ACTIVITY -> Below are lines of data; count those containing the word "tractor" and write nothing but the number.

Region pointing data:
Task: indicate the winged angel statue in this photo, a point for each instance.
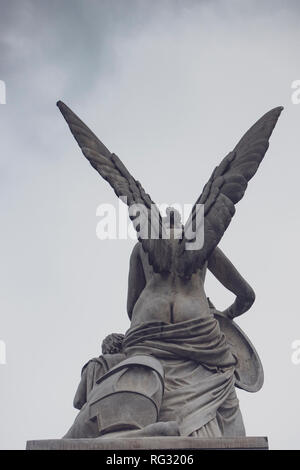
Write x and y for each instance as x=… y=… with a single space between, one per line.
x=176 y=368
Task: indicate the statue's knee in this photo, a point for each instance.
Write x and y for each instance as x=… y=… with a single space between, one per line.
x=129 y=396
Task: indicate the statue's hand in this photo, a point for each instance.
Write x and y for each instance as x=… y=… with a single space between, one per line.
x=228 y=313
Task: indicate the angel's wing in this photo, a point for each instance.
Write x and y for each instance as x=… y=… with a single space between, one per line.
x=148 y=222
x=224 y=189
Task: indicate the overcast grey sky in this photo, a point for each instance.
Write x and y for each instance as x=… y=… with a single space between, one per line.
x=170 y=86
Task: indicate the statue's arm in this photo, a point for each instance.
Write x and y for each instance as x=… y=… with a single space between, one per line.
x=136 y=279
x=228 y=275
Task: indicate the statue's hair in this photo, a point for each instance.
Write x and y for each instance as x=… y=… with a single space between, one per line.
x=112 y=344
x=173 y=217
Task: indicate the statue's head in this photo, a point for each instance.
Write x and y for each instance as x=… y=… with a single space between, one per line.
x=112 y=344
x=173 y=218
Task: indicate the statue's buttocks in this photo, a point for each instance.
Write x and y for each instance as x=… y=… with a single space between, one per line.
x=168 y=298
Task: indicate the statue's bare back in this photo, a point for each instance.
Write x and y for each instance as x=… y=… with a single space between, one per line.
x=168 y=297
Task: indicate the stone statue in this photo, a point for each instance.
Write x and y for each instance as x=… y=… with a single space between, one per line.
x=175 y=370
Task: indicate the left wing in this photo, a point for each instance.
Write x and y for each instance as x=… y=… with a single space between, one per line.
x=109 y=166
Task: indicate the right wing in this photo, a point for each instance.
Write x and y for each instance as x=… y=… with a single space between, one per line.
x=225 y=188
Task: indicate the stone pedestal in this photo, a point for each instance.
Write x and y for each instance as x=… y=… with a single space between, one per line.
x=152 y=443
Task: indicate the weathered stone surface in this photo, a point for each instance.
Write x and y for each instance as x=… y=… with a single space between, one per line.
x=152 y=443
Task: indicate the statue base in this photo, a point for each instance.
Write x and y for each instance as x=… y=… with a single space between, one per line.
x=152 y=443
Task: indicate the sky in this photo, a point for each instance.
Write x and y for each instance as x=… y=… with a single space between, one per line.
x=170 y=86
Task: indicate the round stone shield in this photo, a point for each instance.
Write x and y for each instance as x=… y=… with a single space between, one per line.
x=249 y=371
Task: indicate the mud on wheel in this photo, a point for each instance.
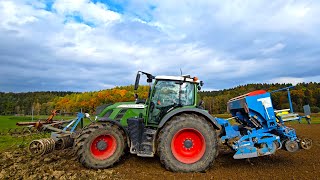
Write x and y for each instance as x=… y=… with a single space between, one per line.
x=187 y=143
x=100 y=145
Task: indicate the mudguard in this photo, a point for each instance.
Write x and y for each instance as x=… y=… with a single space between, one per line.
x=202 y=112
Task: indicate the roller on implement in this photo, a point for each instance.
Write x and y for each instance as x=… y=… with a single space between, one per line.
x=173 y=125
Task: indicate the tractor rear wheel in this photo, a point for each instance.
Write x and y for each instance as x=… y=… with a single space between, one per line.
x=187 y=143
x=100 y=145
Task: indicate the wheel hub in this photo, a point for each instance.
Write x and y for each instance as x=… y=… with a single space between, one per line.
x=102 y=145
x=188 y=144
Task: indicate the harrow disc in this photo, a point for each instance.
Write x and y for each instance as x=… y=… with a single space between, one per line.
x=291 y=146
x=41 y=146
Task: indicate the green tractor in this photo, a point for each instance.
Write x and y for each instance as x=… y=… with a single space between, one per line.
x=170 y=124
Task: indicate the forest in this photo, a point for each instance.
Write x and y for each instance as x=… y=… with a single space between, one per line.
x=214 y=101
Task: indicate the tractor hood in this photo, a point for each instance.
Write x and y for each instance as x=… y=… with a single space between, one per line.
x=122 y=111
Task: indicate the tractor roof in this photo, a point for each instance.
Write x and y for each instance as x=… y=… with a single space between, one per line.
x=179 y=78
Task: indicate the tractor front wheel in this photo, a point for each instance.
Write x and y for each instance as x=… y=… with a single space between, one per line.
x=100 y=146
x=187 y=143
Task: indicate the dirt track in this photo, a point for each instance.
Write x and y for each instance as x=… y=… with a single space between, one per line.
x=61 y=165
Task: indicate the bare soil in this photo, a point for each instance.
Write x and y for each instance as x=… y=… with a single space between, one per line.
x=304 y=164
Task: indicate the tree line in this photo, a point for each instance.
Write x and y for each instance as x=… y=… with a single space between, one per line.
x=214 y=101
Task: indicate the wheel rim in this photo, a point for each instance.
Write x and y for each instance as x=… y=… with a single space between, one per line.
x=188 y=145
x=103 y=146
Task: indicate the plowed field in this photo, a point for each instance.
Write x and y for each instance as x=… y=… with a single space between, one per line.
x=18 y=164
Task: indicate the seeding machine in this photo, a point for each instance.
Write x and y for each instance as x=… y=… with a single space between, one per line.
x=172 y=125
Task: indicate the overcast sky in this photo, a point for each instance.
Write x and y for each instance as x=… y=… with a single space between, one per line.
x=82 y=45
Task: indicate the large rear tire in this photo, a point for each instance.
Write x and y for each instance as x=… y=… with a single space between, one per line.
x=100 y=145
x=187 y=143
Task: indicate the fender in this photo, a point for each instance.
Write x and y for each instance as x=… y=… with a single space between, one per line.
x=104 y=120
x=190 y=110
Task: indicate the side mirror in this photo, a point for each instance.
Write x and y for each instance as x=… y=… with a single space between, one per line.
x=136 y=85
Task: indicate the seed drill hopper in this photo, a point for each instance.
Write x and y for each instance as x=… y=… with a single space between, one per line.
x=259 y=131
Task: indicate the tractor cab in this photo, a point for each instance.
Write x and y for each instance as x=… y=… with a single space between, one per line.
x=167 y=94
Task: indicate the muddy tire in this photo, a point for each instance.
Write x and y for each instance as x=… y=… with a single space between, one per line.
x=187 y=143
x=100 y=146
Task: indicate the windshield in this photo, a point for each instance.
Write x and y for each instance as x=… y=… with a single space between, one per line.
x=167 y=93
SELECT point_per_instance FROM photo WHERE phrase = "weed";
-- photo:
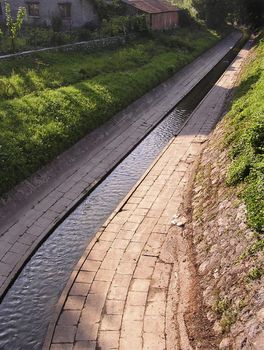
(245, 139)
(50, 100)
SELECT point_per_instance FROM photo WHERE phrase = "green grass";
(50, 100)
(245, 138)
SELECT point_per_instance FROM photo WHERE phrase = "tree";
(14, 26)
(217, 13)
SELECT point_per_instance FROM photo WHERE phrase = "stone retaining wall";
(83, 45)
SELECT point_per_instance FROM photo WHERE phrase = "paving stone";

RESULT OF THIS TASK -> 6